══ Data for analysis

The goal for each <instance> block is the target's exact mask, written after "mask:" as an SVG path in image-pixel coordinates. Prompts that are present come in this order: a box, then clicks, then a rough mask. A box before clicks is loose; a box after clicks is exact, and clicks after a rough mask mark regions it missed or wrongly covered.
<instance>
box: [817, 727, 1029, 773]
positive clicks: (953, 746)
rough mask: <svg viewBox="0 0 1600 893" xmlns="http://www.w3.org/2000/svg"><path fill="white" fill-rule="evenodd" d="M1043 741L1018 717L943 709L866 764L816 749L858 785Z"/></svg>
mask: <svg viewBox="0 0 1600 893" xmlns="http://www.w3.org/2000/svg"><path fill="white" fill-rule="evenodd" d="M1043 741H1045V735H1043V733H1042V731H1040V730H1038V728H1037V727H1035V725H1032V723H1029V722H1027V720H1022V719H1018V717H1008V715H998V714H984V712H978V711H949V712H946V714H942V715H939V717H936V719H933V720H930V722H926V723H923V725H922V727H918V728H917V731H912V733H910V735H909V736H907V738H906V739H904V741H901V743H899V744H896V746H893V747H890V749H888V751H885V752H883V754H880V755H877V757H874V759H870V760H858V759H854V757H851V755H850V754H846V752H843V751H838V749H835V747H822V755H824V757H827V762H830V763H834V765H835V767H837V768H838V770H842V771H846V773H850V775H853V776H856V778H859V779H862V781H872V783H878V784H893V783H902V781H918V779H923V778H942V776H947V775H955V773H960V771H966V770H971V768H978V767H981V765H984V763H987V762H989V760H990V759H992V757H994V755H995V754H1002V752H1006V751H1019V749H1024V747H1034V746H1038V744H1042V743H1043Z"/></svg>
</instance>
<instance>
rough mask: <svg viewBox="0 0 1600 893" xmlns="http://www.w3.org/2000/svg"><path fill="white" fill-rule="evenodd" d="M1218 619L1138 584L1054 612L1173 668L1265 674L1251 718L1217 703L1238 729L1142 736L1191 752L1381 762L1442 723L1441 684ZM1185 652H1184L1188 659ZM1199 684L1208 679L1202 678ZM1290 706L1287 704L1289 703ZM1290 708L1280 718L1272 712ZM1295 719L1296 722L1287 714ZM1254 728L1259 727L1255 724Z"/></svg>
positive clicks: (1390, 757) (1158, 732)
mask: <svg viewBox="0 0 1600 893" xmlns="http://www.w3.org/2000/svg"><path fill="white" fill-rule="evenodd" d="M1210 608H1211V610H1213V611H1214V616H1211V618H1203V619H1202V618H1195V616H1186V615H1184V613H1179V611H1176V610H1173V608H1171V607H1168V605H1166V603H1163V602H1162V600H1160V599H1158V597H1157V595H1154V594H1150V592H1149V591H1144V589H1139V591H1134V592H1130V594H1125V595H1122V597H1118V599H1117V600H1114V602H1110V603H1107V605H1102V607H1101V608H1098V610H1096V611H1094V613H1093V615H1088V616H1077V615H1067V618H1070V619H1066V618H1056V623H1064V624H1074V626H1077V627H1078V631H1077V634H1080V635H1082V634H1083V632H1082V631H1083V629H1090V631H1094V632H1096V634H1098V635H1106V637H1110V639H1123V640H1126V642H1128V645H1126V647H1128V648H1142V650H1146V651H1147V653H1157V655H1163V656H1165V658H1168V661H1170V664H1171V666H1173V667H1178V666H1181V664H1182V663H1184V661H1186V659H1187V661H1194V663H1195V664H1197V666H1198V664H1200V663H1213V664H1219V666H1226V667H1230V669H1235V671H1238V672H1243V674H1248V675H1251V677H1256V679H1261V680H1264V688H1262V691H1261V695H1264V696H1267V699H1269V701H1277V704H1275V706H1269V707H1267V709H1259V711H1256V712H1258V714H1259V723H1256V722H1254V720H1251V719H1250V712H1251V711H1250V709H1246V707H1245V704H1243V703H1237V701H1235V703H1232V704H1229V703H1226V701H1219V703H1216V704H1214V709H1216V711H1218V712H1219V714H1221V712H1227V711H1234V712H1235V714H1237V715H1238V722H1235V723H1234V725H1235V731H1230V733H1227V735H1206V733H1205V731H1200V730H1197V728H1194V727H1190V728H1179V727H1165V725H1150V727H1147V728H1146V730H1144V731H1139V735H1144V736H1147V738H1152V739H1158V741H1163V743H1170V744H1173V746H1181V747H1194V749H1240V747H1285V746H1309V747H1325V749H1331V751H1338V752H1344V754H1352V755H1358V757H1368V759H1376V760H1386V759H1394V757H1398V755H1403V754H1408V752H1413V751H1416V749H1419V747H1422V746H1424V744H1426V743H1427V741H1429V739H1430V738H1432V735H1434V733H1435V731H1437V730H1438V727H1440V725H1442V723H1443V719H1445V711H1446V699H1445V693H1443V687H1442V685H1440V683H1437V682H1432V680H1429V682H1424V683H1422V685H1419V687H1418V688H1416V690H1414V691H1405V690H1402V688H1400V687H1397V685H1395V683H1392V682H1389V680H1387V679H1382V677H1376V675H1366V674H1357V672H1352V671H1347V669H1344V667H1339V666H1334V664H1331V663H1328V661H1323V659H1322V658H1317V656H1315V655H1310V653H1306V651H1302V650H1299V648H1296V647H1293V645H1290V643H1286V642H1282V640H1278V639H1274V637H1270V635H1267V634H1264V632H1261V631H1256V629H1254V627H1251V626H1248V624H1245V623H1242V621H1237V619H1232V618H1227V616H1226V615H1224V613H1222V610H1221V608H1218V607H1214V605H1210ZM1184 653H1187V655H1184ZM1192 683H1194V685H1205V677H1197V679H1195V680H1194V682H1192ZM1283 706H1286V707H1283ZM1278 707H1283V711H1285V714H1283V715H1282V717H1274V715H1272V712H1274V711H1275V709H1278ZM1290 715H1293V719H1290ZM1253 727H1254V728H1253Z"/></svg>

════

→ Problem statement
Rewrite the material above as a numbered list with one entry per line, leaving out any blank lines.

→ Response area
1. The goal for each <instance> block is the target's exact mask, written after "mask:" as an SVG path in image-pixel coordinates. Prompts that are present come in this order: a box, then clicks, then a rough mask. A box before clicks is loose; a box after clicks is exact, and clicks after a rough mask mark regions it missed or wrongly covered.
2. <instance>
3. box: [817, 727, 1029, 773]
4. positive clicks: (953, 746)
5. rough mask: <svg viewBox="0 0 1600 893" xmlns="http://www.w3.org/2000/svg"><path fill="white" fill-rule="evenodd" d="M1043 741L1018 717L943 709L866 764L816 749L858 785Z"/></svg>
6. mask: <svg viewBox="0 0 1600 893" xmlns="http://www.w3.org/2000/svg"><path fill="white" fill-rule="evenodd" d="M1043 741H1045V735H1043V733H1042V731H1040V730H1038V728H1037V727H1035V725H1032V723H1029V722H1027V720H1022V719H1018V717H1008V715H998V714H984V712H978V711H949V712H946V714H942V715H939V717H936V719H933V720H930V722H926V723H923V725H922V727H918V728H917V731H912V733H910V735H909V736H907V738H906V739H904V741H901V743H899V744H896V746H893V747H890V749H888V751H885V752H883V754H880V755H877V757H874V759H870V760H858V759H854V757H851V755H850V754H846V752H843V751H838V749H835V747H822V755H824V757H827V762H830V763H834V765H835V767H837V768H838V770H842V771H846V773H850V775H853V776H856V778H859V779H862V781H872V783H878V784H893V783H902V781H918V779H923V778H942V776H947V775H955V773H960V771H966V770H971V768H978V767H981V765H984V763H987V762H989V760H990V759H992V757H994V755H995V754H1002V752H1006V751H1019V749H1024V747H1034V746H1038V744H1042V743H1043Z"/></svg>
7. </instance>
8. <instance>
9. rough mask: <svg viewBox="0 0 1600 893" xmlns="http://www.w3.org/2000/svg"><path fill="white" fill-rule="evenodd" d="M1218 619L1138 584L1054 612L1173 668L1265 674L1251 718L1217 703L1238 729L1142 736L1191 752L1381 762L1442 723L1441 684ZM1185 652H1184L1188 659ZM1199 684L1208 679L1202 678ZM1290 706L1287 704L1289 703ZM1290 708L1280 718L1272 712ZM1295 719L1296 722L1287 714ZM1254 728L1259 727L1255 724Z"/></svg>
10. positive clicks: (1390, 757) (1158, 732)
11. mask: <svg viewBox="0 0 1600 893" xmlns="http://www.w3.org/2000/svg"><path fill="white" fill-rule="evenodd" d="M1210 608H1211V610H1213V611H1214V616H1211V618H1203V619H1202V618H1195V616H1186V615H1184V613H1179V611H1176V610H1173V608H1171V607H1168V605H1166V603H1163V602H1162V600H1160V599H1158V597H1157V595H1154V594H1150V592H1149V591H1144V589H1139V591H1134V592H1130V594H1125V595H1122V597H1118V599H1117V600H1114V602H1110V603H1107V605H1102V607H1101V608H1098V610H1096V611H1094V613H1093V615H1088V616H1077V615H1067V618H1070V619H1066V618H1056V623H1064V624H1074V626H1077V627H1078V631H1077V634H1080V635H1082V634H1083V632H1082V631H1083V629H1090V631H1094V632H1096V634H1098V635H1106V637H1110V639H1123V640H1126V642H1128V645H1126V647H1128V648H1142V650H1146V651H1147V653H1157V655H1163V656H1165V658H1168V661H1170V664H1171V666H1173V667H1178V666H1181V664H1182V663H1184V661H1186V659H1187V661H1194V663H1195V664H1197V666H1198V664H1200V663H1213V664H1219V666H1226V667H1230V669H1235V671H1238V672H1243V674H1248V675H1251V677H1256V679H1261V680H1264V688H1262V691H1261V695H1264V696H1267V699H1269V701H1277V704H1275V706H1269V707H1267V709H1259V711H1256V712H1258V714H1259V723H1256V722H1254V720H1251V719H1250V712H1251V711H1250V709H1246V707H1245V704H1243V703H1237V701H1235V703H1232V704H1229V703H1226V701H1219V703H1216V704H1214V709H1216V711H1218V712H1219V714H1221V712H1227V711H1234V712H1235V714H1237V715H1238V722H1235V723H1234V725H1235V731H1230V733H1227V735H1206V733H1205V731H1200V730H1197V728H1194V727H1190V728H1179V727H1165V725H1150V727H1147V728H1146V730H1144V731H1139V735H1144V736H1147V738H1152V739H1158V741H1163V743H1170V744H1173V746H1181V747H1194V749H1240V747H1285V746H1309V747H1325V749H1331V751H1338V752H1344V754H1352V755H1358V757H1368V759H1376V760H1386V759H1394V757H1398V755H1403V754H1408V752H1413V751H1416V749H1419V747H1422V746H1424V744H1426V743H1427V741H1429V739H1430V738H1432V735H1434V733H1435V731H1437V730H1438V727H1440V725H1442V723H1443V719H1445V711H1446V699H1445V693H1443V687H1442V685H1440V683H1437V682H1432V680H1429V682H1424V683H1422V685H1419V687H1418V688H1416V690H1414V691H1405V690H1402V688H1400V687H1397V685H1395V683H1392V682H1389V680H1387V679H1382V677H1376V675H1366V674H1357V672H1352V671H1347V669H1344V667H1339V666H1334V664H1331V663H1328V661H1323V659H1322V658H1317V656H1315V655H1310V653H1306V651H1302V650H1299V648H1296V647H1293V645H1290V643H1286V642H1282V640H1278V639H1274V637H1270V635H1267V634H1264V632H1261V631H1256V629H1254V627H1251V626H1248V624H1245V623H1242V621H1237V619H1232V618H1227V616H1226V615H1224V613H1222V610H1221V608H1218V607H1214V605H1210ZM1184 653H1187V655H1184ZM1192 683H1194V685H1205V677H1197V679H1195V680H1194V682H1192ZM1283 706H1286V707H1283ZM1278 707H1283V711H1285V714H1283V715H1282V717H1274V715H1272V712H1274V711H1275V709H1278ZM1290 715H1293V719H1290ZM1253 727H1254V728H1253Z"/></svg>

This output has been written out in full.